Work order: Every entry that follows should be reproduced exactly.

Data items
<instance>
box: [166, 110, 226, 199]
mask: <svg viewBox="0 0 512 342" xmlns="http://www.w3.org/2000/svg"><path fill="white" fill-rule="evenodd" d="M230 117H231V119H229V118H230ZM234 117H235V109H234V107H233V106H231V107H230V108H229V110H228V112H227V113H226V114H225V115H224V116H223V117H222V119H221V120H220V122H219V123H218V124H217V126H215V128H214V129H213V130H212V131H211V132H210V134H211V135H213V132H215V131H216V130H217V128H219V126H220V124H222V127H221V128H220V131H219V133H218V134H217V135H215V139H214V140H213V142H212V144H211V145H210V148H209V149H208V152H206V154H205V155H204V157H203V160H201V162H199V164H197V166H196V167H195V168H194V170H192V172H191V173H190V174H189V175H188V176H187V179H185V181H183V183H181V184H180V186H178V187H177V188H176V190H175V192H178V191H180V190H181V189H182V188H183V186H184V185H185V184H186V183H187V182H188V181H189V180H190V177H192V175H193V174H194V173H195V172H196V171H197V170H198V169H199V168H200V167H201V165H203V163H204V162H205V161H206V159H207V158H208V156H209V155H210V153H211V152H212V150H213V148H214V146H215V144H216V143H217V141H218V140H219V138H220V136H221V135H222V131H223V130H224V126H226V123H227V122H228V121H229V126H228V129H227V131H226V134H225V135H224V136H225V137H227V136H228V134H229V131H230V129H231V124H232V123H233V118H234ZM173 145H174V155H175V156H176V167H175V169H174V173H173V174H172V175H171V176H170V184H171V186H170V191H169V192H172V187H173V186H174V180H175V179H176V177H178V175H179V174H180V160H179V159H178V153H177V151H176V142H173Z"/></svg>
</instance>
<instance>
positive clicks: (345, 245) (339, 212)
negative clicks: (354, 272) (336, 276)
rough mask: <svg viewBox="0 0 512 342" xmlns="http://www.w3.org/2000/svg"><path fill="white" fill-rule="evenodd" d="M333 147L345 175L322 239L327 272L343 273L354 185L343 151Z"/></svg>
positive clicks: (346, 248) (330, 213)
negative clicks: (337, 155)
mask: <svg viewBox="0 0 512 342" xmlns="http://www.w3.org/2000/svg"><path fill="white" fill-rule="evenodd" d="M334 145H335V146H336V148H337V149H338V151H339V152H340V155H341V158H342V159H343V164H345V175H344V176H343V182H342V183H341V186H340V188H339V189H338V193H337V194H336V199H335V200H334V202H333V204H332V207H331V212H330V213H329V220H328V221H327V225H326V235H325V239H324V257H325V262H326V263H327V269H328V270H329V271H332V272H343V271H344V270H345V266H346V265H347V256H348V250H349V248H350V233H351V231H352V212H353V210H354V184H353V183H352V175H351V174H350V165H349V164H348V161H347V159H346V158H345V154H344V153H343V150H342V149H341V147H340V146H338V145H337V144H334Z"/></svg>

Completed task:
<instance>
box: [166, 110, 226, 199]
mask: <svg viewBox="0 0 512 342" xmlns="http://www.w3.org/2000/svg"><path fill="white" fill-rule="evenodd" d="M230 117H231V119H229V118H230ZM234 117H235V109H234V107H233V106H231V107H230V108H229V110H228V112H227V113H226V114H225V115H224V116H223V117H222V119H221V120H220V122H219V123H218V124H217V126H215V128H214V129H213V130H212V131H211V132H210V134H211V135H213V132H215V131H216V130H217V128H219V126H220V124H222V127H221V128H220V131H219V133H218V134H217V135H215V139H214V140H213V142H212V144H211V145H210V148H209V149H208V152H206V154H205V155H204V157H203V160H201V162H199V164H197V166H196V167H195V168H194V170H192V172H191V173H190V174H189V175H188V176H187V179H185V181H183V183H181V184H180V186H178V187H177V188H176V190H175V192H178V191H180V190H181V189H182V188H183V186H184V185H185V184H186V183H187V182H188V181H189V180H190V177H192V175H193V174H194V173H195V172H196V171H197V170H198V169H199V168H200V167H201V165H203V163H204V162H205V161H206V159H207V158H208V156H209V155H210V153H211V152H212V150H213V148H214V146H215V144H216V143H217V141H218V140H219V138H220V136H221V135H222V131H223V130H224V126H226V123H227V122H228V121H229V126H228V129H227V131H226V134H225V135H224V136H225V137H227V136H228V134H229V131H230V129H231V124H232V123H233V118H234ZM173 145H174V155H175V156H176V167H175V169H174V173H173V174H172V175H171V176H170V184H171V186H170V191H169V192H172V187H173V186H174V180H175V179H176V177H178V175H179V174H180V160H179V159H178V153H177V151H176V142H173Z"/></svg>
</instance>
<instance>
positive clicks: (345, 245) (339, 212)
negative clicks: (354, 272) (336, 276)
rough mask: <svg viewBox="0 0 512 342" xmlns="http://www.w3.org/2000/svg"><path fill="white" fill-rule="evenodd" d="M333 147L345 175L322 239L327 272L343 273L354 185L343 151Z"/></svg>
positive clicks: (346, 248) (330, 213)
negative clicks: (337, 155)
mask: <svg viewBox="0 0 512 342" xmlns="http://www.w3.org/2000/svg"><path fill="white" fill-rule="evenodd" d="M334 145H335V146H336V148H337V149H338V151H339V152H340V155H341V158H342V159H343V164H345V175H344V176H343V182H342V183H341V186H340V188H339V189H338V193H337V194H336V199H335V200H334V202H333V204H332V207H331V212H330V213H329V220H328V221H327V225H326V235H325V239H324V257H325V262H326V263H327V269H328V270H329V271H332V272H343V271H344V270H345V266H346V265H347V256H348V250H349V248H350V233H351V231H352V212H353V210H354V184H353V183H352V175H351V174H350V165H349V164H348V161H347V159H346V158H345V154H344V153H343V150H342V149H341V147H340V146H338V145H337V144H334Z"/></svg>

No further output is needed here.